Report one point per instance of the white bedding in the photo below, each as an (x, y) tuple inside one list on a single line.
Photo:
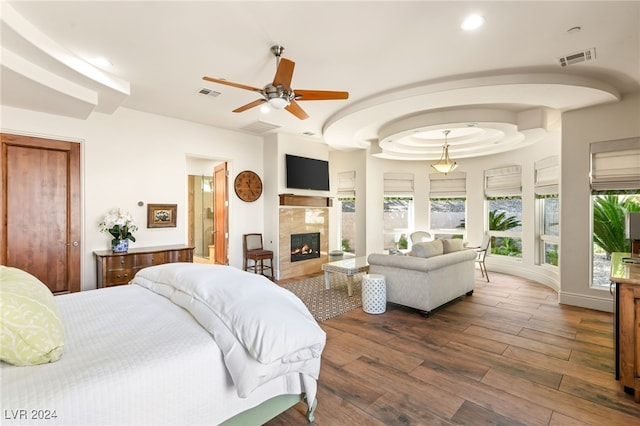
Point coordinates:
[(132, 356), (264, 331)]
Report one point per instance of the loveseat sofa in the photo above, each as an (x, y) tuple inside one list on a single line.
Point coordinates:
[(432, 274)]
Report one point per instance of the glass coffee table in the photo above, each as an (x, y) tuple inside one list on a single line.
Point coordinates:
[(349, 267)]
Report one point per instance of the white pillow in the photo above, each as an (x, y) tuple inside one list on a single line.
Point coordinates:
[(452, 244), (427, 249)]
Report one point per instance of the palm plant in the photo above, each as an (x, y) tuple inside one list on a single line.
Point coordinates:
[(609, 222)]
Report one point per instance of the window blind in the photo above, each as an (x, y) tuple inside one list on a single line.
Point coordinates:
[(615, 165), (503, 181), (547, 176), (398, 184), (451, 185), (347, 184)]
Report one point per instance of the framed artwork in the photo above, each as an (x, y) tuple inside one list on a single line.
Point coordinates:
[(161, 215)]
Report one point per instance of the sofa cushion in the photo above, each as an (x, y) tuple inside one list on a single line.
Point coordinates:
[(449, 245), (427, 249)]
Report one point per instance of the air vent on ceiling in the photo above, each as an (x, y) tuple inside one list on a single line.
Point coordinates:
[(574, 58), (259, 127), (208, 92)]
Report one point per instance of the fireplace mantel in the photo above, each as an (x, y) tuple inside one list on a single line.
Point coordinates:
[(305, 200)]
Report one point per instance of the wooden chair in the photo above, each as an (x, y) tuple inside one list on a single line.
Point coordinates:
[(482, 253), (254, 251)]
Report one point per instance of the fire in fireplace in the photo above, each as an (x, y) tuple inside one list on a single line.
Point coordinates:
[(305, 246)]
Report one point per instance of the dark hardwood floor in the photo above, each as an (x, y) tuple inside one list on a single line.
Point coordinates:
[(507, 355)]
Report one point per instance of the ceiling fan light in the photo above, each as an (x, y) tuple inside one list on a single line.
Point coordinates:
[(445, 167), (278, 103), (444, 164)]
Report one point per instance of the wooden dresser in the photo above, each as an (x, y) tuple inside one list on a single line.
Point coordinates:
[(119, 268), (626, 277)]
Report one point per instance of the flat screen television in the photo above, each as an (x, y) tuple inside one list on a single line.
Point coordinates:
[(307, 173)]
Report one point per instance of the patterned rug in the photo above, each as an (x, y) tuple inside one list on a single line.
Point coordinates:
[(325, 304)]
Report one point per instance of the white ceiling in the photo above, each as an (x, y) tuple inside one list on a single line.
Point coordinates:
[(410, 70)]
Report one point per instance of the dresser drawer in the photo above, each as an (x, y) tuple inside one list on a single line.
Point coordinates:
[(119, 262), (150, 259)]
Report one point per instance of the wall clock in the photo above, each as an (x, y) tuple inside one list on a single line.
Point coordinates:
[(248, 186)]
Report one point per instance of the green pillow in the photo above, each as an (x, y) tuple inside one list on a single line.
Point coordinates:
[(30, 326)]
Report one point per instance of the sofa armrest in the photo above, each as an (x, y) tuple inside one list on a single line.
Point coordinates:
[(420, 263)]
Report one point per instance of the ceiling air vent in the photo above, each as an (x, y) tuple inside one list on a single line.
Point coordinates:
[(574, 58), (208, 92)]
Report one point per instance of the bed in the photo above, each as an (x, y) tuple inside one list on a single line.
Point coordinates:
[(183, 343)]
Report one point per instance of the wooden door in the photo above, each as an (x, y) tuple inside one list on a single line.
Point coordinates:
[(40, 210), (220, 212)]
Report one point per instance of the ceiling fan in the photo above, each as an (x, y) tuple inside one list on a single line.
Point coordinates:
[(279, 93)]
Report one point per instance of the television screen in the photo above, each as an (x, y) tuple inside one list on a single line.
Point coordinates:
[(307, 173)]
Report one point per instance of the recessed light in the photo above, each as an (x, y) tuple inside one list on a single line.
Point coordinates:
[(472, 22), (101, 62)]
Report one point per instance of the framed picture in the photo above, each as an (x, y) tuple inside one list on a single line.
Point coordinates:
[(161, 215)]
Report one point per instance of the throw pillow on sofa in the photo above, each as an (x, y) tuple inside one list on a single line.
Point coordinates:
[(449, 245), (427, 249)]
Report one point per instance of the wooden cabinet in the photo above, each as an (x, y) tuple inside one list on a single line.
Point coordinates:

==============================

Retype everything from the line containing "Report one point per instance of the glass" down to the line containing "[(349, 267)]", including both of those lines.

» The completed task
Report one point per instance of the glass coffee table in the photo above, each as an (x, y) tuple inside one list on a single line.
Point coordinates:
[(349, 267)]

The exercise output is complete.